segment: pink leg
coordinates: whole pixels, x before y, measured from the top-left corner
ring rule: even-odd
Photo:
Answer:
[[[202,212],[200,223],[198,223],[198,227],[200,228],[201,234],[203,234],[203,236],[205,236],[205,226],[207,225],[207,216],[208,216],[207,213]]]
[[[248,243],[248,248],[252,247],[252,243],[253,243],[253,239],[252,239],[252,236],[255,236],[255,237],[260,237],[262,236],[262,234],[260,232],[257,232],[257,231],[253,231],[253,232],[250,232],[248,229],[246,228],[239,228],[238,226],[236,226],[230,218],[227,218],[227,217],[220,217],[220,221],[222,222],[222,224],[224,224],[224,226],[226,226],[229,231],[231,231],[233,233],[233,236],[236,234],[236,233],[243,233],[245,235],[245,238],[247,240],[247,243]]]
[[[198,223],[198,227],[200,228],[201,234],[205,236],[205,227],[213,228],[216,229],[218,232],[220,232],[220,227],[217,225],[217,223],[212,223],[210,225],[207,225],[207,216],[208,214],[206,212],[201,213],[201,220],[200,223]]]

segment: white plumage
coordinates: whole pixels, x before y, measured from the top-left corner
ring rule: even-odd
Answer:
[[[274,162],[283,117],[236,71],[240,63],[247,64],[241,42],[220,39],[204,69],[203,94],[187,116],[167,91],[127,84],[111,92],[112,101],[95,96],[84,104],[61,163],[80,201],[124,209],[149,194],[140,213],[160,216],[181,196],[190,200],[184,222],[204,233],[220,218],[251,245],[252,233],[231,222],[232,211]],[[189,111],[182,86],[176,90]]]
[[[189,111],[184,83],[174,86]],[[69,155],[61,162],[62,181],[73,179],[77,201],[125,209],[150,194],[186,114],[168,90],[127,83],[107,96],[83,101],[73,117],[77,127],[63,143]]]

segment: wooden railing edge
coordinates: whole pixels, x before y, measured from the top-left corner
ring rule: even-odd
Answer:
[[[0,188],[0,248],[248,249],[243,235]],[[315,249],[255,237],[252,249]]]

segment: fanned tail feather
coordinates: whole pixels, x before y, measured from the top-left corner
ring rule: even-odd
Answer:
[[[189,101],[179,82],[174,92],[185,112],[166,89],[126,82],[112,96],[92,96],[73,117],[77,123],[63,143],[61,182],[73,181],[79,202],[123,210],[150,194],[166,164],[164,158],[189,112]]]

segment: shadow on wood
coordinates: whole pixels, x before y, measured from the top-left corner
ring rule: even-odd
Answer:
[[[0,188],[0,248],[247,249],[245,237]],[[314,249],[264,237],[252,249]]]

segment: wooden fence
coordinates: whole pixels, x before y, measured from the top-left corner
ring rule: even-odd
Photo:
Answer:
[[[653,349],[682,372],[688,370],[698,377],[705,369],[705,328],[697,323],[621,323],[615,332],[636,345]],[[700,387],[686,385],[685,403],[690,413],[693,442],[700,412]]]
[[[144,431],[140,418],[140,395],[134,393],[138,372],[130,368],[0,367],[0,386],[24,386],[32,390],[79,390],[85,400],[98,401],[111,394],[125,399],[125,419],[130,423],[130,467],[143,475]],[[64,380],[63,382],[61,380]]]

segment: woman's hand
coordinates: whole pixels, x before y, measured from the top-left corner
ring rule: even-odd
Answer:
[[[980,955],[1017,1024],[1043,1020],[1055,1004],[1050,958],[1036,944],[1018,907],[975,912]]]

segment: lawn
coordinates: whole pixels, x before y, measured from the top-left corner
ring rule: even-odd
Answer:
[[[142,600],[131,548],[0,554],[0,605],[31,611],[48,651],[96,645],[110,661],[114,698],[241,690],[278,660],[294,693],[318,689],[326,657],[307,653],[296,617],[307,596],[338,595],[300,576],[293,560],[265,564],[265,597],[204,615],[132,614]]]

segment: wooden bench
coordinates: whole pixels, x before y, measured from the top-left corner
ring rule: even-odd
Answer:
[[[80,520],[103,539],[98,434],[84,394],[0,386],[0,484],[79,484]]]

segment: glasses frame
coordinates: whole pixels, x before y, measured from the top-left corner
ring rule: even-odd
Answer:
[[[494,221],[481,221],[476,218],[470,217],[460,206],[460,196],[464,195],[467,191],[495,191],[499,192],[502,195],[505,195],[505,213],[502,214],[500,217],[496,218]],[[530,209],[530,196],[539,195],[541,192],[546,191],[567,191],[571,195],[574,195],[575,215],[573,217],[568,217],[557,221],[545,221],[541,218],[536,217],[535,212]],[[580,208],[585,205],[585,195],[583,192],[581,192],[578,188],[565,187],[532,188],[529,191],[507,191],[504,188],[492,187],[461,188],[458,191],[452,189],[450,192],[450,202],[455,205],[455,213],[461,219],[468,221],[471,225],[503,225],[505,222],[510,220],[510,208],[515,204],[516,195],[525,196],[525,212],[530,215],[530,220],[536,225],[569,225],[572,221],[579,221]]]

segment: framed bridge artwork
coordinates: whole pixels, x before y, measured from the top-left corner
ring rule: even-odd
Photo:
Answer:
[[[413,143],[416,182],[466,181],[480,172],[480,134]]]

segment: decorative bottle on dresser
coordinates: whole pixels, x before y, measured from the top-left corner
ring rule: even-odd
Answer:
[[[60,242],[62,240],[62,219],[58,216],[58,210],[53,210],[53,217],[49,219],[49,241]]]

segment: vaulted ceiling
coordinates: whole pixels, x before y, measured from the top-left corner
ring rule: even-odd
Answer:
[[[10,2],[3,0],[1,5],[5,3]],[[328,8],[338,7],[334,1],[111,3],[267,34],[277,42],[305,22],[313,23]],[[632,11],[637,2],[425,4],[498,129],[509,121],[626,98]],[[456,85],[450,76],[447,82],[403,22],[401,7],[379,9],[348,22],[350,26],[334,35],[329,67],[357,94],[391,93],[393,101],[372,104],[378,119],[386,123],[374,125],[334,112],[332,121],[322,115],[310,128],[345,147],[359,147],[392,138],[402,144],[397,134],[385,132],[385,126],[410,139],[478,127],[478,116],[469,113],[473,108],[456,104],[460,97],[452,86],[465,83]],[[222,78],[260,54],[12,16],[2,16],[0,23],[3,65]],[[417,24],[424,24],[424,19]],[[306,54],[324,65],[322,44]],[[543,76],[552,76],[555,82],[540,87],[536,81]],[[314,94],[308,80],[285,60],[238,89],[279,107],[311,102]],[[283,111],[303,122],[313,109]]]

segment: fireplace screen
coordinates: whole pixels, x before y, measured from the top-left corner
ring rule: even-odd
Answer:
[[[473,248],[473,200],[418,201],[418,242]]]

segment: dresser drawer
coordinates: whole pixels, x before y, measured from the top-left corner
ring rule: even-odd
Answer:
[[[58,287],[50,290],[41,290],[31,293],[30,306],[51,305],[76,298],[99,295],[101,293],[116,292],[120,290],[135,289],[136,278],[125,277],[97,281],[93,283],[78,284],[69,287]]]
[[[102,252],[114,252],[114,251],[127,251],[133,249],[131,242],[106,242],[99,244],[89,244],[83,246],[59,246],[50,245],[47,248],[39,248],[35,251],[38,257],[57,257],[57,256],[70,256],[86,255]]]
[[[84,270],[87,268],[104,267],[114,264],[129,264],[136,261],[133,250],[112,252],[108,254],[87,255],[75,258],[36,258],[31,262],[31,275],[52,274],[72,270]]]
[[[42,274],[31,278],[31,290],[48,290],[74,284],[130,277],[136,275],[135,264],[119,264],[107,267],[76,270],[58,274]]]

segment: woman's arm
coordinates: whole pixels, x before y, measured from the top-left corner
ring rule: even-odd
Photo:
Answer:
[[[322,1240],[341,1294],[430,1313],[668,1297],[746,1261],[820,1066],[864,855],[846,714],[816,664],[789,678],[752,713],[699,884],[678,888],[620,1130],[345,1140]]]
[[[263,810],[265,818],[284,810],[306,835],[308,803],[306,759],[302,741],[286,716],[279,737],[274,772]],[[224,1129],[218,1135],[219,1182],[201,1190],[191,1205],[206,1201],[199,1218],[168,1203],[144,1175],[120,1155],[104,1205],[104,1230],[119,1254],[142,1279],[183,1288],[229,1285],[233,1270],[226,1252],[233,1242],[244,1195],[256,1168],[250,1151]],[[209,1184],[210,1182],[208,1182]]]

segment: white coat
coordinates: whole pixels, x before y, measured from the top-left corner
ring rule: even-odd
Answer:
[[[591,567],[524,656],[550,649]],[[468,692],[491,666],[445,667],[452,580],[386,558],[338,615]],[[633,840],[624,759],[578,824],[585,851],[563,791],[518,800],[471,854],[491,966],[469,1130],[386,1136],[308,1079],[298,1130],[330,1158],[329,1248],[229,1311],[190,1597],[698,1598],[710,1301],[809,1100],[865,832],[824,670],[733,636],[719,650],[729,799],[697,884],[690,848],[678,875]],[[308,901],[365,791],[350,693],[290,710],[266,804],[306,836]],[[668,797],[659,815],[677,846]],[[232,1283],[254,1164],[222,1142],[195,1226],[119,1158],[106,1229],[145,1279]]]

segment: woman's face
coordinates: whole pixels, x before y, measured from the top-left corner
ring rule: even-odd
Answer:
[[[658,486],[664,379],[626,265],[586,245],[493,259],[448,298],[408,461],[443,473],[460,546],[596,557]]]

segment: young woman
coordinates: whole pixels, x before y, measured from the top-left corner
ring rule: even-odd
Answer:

....

◆ WORK TO COMPLETE: Where a line in the material contains "dresser", copy that line.

◆ EXPECTED OUTPUT:
segment: decorative bottle on dresser
segment: dresser drawer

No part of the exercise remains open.